**Written task**:
Reproduce all of the records below, substituting "sample run" for every occurrence of "inference example" and changing nothing else.

# start of Listing

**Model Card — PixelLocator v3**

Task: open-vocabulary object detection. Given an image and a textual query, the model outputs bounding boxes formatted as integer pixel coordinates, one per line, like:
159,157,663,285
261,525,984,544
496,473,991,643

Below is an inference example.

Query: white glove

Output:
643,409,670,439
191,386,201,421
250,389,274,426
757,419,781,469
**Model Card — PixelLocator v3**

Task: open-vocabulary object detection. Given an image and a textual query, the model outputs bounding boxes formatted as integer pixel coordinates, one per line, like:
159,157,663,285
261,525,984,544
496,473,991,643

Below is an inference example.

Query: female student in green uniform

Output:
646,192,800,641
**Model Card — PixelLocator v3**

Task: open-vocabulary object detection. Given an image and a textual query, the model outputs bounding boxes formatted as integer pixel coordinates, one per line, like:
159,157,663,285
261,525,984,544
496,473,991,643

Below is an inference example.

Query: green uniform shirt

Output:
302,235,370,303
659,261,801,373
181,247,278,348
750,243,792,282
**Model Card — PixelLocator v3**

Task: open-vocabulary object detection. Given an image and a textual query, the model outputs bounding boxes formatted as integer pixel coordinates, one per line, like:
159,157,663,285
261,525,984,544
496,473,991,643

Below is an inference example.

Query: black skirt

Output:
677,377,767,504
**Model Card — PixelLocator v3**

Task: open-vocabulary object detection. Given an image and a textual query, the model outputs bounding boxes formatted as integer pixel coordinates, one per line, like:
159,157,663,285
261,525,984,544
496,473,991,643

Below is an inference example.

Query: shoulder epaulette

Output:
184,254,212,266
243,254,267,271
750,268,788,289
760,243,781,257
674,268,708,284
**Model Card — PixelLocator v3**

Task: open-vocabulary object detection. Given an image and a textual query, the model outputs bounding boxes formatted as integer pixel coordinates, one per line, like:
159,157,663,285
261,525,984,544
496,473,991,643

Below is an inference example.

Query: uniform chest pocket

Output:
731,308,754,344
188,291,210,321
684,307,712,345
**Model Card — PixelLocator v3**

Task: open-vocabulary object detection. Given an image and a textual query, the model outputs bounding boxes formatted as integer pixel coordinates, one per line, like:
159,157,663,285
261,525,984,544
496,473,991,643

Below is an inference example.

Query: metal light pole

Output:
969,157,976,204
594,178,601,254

# end of Listing

**Output**:
**Model Card — PixelLocator v3**

Task: open-vocabulary object detection. Given an image and a textual query, the model outputs bounding boxes formatted as integer pixel coordinates, one per line, like:
159,157,663,285
261,525,984,544
496,473,991,643

Below is an sample run.

Query: white glove

Output:
643,409,670,439
191,386,201,421
250,389,274,426
757,419,781,469
**Model Card — PixelLocator v3**

Task: open-vocabulary object detection. Given an image and a textual query, the model outputs bounding boxes formatted as integer pixel coordinates, one per line, like:
159,157,663,285
261,525,984,544
496,473,991,643

Below is an sample run.

Query: female student in green uniform

Output:
646,192,800,641
**Model Card — PixelLocator v3**

Task: open-vocabulary object detection. Given an image and a textual query, the model outputs bounding boxes formatted as integer pixel coordinates, one per line, like:
159,157,663,285
261,525,984,544
496,473,991,643

Below is an sample run.

Query: green uniform shirt

Output:
302,235,370,303
659,261,801,373
181,247,278,348
750,243,792,282
**Model Card — PixelLocator v3**

Task: open-vocabulary object detection. Given an image and a textual query, the model outputs bounding boxes formatted as integer pixel coordinates, one per line, like:
159,157,663,285
261,525,984,544
496,473,991,643

Below is an sample run.

Query: black skirt

Output:
677,377,767,504
**Model Card — PixelLocator v3**

Task: open-vocabulary object detection. Given an image and a textual query, the model outputs bounding boxes formatted as integer pixel coordinates, one per line, like:
159,157,663,285
261,525,984,544
496,473,991,643

Below is an sample run.

Query: shoulder epaulette

Output:
184,254,212,266
243,254,267,271
750,268,788,289
760,243,781,257
674,268,708,284
**Model Card — PixelLocator v3**

Task: open-vocabulary object detection. Given an image and a textual query, the model outputs bounding boxes formatted as integer pixel coordinates, one per line, like:
159,157,663,285
261,525,984,544
496,473,991,643

Below is an sample run.

Query: uniform chest pocket

Output:
731,308,754,344
188,291,210,321
684,307,712,345
**Model Card — PixelLocator v3**

Task: open-vocabulary object detection. Given an image and a textual query, the model outputs bounding boxes formatted as integer pixel coordinates, one per line, like:
159,157,663,285
261,525,984,544
496,473,991,643

Below is an sample run.

Query: metal light pole

Output:
969,157,976,204
594,178,601,254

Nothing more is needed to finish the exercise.